**EXTRACT**

################

So wouldn’t it be better to aim for a specific length—like a range of words? But what range should we aim for? What are successful authors doing?

I decided to find out. I pulled seven novels off my shelves for my research. I tried to choose a good variety: the publishing dates ranged from 1859 to 2012, and genres included Literature, Suspense, Science Fiction and Fantasy.

This is NOT an exact science, people, so don’t take any of these findings as gospel truth. But I did find a few things that could be useful guidelines for us. Check out my lovely redneck graph showing (approximate) average words per scene for the beginning, middle and end of each book.:

Graph showing average words per scene for beginning, middle and end of seven novels.

Numbers are approximate.

################

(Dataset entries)
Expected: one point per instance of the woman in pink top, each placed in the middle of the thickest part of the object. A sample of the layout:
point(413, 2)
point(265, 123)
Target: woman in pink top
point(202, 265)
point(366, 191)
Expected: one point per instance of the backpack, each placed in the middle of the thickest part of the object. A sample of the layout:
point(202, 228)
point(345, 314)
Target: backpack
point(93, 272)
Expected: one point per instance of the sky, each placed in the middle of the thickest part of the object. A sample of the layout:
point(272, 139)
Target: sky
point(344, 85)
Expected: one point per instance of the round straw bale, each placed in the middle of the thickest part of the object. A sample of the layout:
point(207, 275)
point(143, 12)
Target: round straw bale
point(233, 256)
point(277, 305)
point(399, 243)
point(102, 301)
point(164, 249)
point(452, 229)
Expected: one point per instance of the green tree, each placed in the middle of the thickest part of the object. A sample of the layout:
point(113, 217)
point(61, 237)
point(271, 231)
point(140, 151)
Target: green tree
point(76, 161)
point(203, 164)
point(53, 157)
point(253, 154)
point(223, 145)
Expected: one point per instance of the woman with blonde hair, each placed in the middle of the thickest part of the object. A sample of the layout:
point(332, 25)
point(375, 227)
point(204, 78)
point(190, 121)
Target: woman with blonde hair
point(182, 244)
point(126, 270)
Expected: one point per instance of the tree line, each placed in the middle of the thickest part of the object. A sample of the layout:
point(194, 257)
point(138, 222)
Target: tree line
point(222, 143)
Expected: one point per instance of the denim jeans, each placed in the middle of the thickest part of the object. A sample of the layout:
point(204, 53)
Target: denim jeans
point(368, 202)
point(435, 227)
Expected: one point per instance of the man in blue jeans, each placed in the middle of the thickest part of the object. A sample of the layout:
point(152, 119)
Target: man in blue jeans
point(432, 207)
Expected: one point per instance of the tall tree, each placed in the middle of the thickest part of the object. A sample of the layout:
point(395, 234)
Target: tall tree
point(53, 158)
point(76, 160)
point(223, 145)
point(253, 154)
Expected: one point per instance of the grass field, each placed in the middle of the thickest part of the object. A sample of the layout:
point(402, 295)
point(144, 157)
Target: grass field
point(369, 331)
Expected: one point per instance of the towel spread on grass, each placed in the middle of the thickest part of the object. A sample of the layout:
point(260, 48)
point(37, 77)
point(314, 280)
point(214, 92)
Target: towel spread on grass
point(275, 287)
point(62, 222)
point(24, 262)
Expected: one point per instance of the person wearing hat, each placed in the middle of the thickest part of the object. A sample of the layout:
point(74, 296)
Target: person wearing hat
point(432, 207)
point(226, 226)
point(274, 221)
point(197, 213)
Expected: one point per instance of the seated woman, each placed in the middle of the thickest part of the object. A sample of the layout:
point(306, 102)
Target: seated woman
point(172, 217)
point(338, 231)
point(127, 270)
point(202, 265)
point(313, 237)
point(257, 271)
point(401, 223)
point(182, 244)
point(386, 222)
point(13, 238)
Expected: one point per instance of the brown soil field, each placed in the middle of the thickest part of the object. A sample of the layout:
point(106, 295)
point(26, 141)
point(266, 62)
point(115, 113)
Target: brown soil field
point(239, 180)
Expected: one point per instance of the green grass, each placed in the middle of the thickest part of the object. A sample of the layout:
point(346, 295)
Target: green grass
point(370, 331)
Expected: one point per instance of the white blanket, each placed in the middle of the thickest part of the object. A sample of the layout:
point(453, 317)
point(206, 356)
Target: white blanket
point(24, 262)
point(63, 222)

################

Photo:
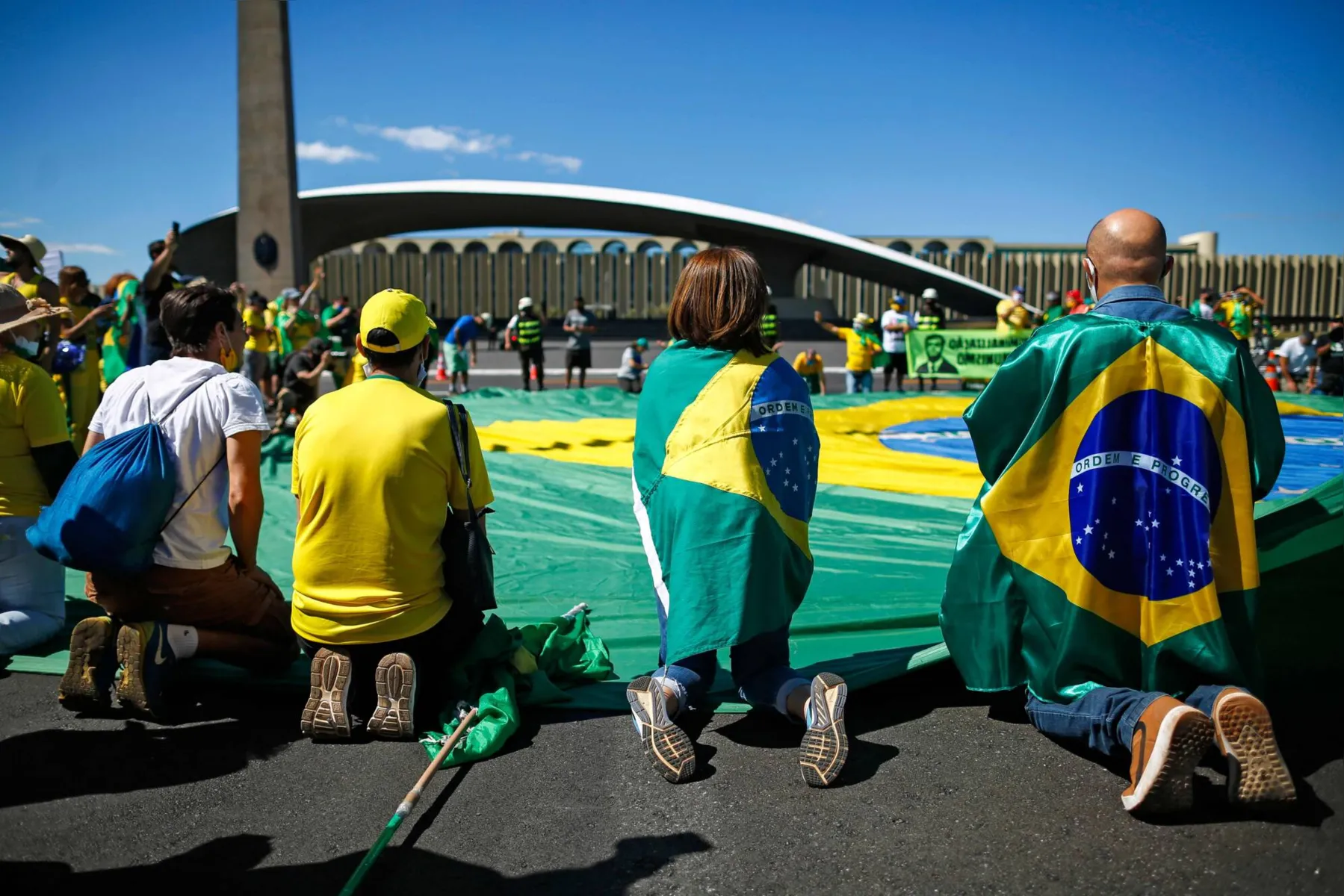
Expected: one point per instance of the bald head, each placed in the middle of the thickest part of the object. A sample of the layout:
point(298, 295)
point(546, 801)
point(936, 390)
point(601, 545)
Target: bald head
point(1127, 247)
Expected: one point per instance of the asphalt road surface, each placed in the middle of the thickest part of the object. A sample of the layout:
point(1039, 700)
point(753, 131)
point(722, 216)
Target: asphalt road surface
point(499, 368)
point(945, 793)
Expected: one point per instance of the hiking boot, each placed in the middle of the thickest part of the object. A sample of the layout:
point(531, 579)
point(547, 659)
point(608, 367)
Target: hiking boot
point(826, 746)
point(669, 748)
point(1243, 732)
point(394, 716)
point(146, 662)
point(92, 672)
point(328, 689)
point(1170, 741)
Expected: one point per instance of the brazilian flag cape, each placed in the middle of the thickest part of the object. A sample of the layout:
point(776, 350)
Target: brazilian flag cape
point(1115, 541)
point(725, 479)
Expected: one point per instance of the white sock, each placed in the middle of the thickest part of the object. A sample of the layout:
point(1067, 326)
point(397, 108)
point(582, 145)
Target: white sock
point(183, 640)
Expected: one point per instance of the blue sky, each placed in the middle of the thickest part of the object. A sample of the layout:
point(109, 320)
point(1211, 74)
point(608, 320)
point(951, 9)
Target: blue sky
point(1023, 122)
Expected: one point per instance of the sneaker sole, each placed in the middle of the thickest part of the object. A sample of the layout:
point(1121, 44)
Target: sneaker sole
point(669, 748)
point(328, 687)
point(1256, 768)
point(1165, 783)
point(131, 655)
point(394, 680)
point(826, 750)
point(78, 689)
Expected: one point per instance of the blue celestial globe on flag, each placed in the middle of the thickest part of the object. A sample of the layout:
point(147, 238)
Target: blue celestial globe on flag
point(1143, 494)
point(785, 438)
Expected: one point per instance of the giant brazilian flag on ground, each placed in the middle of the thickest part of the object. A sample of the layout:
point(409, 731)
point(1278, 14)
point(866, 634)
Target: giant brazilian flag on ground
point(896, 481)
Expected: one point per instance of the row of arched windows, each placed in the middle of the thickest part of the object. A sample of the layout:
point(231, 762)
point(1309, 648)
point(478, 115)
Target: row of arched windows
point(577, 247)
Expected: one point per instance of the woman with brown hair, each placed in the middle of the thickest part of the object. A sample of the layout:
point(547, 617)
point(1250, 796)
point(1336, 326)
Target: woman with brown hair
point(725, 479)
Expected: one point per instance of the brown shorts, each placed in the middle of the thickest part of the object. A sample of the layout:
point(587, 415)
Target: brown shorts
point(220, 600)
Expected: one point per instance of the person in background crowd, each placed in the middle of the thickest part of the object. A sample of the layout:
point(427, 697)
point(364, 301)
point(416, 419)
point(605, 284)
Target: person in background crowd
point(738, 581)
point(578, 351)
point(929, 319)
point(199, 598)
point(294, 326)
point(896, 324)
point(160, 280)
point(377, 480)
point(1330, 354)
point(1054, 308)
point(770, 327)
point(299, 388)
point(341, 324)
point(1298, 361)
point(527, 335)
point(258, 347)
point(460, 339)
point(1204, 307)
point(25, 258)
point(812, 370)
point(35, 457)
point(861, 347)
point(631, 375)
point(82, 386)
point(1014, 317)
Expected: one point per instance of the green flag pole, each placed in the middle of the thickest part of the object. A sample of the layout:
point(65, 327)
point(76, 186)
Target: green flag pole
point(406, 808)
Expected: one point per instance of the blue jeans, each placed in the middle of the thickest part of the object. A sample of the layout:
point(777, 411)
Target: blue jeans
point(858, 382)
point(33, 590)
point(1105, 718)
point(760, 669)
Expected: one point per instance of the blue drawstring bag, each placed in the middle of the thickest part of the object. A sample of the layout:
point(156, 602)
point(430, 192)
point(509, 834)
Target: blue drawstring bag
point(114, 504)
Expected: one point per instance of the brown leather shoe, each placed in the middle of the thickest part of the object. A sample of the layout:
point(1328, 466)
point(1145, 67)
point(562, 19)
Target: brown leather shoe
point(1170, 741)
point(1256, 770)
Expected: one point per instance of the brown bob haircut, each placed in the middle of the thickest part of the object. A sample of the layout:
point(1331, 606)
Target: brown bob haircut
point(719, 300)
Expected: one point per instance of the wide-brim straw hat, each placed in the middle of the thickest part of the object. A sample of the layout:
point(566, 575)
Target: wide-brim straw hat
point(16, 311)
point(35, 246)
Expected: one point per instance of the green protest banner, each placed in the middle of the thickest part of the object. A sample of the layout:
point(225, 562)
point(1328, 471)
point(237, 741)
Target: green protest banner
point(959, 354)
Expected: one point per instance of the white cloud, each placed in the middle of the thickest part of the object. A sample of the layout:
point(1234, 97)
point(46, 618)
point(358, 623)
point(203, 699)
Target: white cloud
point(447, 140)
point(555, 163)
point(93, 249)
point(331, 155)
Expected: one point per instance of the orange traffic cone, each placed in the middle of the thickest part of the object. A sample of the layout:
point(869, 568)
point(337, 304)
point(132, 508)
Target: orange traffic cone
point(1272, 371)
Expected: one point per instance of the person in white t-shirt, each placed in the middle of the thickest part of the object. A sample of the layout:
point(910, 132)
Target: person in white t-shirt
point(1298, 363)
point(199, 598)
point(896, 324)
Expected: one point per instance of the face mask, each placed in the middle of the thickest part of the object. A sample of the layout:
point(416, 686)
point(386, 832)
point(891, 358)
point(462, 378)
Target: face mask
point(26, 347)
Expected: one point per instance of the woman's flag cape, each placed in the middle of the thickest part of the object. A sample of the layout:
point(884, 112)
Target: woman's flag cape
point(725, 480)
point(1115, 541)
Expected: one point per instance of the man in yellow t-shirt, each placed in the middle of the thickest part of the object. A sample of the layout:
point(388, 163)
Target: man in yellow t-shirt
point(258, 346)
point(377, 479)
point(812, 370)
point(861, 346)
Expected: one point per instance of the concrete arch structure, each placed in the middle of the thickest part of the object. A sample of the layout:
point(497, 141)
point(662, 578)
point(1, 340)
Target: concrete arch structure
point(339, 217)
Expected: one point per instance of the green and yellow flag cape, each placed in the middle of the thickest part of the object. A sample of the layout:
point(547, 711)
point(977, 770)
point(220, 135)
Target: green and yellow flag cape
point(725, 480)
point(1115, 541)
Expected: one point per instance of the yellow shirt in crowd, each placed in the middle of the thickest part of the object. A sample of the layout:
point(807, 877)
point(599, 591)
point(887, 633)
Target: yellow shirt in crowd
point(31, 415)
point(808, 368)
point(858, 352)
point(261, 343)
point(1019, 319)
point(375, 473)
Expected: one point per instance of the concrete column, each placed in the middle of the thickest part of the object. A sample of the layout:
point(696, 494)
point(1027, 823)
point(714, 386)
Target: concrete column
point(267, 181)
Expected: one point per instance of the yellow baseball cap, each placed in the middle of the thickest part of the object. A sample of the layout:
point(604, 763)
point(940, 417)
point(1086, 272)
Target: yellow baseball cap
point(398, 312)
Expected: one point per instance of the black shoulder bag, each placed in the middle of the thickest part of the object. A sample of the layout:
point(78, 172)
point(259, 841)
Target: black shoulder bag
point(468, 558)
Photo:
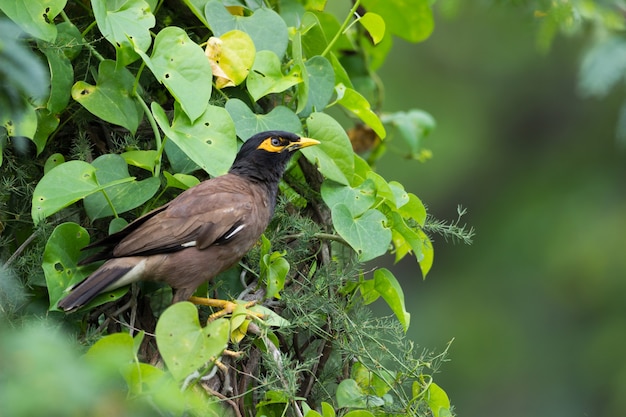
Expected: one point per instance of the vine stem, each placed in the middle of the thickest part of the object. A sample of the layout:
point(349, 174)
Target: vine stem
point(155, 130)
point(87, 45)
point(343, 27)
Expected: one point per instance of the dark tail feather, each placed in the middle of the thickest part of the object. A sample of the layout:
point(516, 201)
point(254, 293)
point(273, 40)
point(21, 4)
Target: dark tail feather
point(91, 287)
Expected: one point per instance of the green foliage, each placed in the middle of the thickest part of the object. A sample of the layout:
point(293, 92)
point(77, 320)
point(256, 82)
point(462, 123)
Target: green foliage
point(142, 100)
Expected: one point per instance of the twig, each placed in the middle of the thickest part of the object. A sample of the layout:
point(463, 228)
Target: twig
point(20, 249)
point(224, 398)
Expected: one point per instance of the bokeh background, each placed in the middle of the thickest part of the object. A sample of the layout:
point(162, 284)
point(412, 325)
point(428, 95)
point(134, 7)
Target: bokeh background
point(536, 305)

################

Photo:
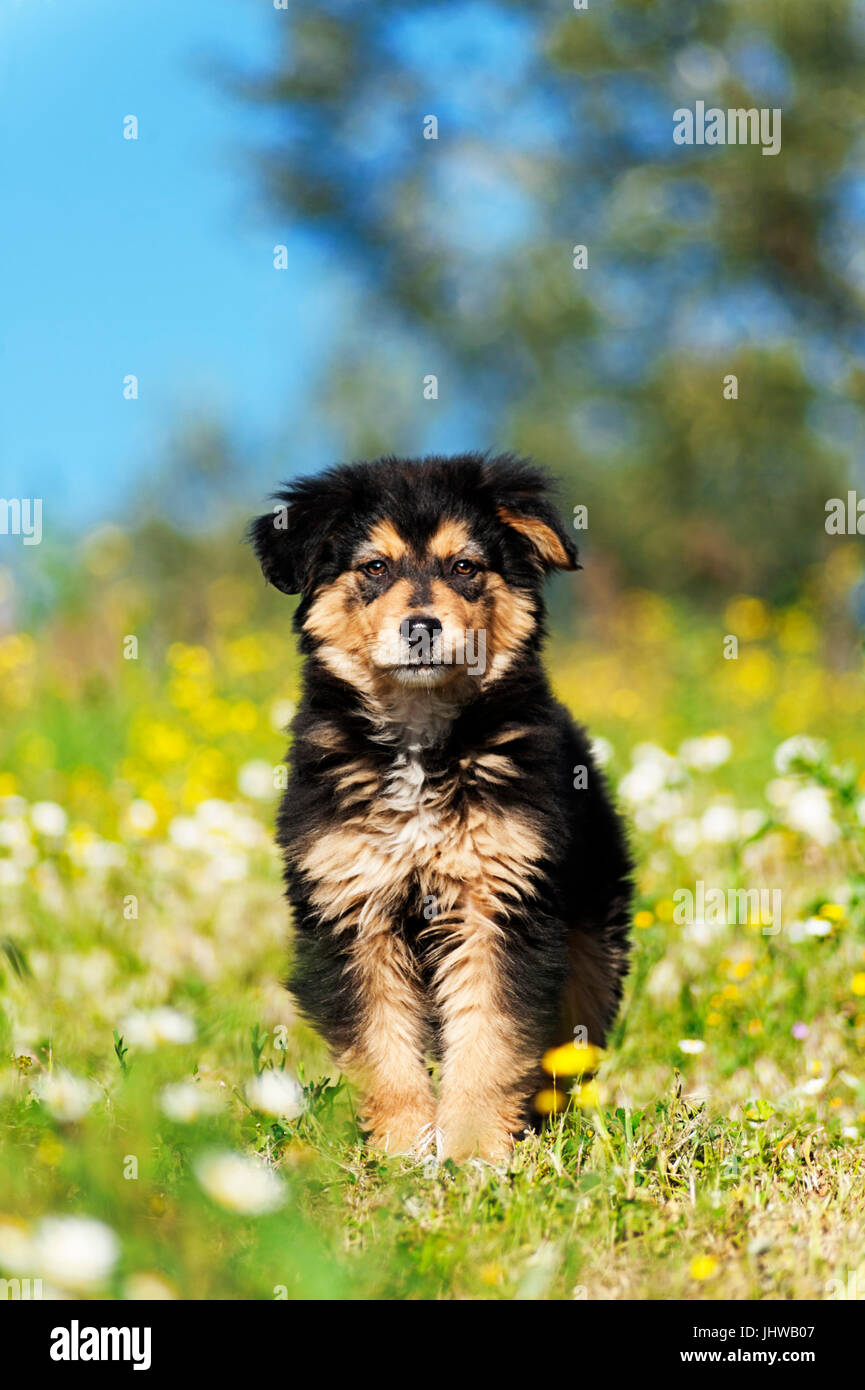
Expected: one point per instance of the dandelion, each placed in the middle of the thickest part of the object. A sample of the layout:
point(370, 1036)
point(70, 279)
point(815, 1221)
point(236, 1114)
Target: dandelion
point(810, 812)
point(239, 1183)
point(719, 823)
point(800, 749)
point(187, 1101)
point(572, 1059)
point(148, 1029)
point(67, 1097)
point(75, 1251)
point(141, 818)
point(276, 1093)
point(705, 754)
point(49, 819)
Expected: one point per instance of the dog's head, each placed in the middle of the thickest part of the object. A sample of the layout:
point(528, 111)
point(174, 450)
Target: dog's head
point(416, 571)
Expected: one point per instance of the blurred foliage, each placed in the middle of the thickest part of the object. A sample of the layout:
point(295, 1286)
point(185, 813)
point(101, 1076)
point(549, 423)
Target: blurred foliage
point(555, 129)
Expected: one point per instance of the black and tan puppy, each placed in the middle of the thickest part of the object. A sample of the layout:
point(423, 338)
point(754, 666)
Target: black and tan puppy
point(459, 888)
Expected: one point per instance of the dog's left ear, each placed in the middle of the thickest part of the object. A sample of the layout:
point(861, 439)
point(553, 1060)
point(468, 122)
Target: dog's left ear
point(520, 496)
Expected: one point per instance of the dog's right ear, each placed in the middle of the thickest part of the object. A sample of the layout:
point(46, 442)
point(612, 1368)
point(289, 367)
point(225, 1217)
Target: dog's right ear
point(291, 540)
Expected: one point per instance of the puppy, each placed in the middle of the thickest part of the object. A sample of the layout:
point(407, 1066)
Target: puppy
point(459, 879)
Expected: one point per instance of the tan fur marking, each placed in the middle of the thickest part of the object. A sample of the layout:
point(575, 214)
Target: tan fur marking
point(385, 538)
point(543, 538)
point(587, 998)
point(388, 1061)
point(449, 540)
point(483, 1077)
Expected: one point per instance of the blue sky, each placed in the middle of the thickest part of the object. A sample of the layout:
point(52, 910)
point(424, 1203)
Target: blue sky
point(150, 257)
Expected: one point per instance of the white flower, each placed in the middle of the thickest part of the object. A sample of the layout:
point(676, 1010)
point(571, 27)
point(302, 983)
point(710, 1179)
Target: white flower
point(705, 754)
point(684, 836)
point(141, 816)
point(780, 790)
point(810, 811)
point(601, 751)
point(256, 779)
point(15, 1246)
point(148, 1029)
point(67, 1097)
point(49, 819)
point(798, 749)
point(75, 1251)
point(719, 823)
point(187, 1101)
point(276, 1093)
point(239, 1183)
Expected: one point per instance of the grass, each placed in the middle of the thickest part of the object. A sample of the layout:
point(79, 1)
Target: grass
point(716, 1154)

################

**REQUIREMENTS**
A – In the piece on scene length in novels, what range of publishing dates did the seven novels cover?
B – Carry on the piece on scene length in novels, picking up right after its last sentence.

**THE RESPONSES**
A – They ranged from 1859 to 2012.

B –
The Takeaway

  • All the books had a mix of longer and shorter scenes
  • Longer scenes tended to appear toward the beginning, when the author was setting up character and setting
  • Scenes were almost uniformly shorter (the action sped up) in the middle and end
  • There were still occasional long scenes in the middles and ends of these books—usually scenes that introduced new characters or situations (more setup), or were action-packed climaxes
  • One curious thing: though the number of words per page was different for each book, all the books seemed to have lots of scenes that were 2-4 pages long. This makes me wonder if publishers choose book sizes based on average scene length, to create the illusion of a certain pace. But I’m probably over-thinking it.
  • We can be confident keeping most mid-to-end scenes between 300 and 1300 words. Earlier scenes can be longer.

Here are the detailed results and more than you ever wanted to know about how I got them:

What Counts as a Scene?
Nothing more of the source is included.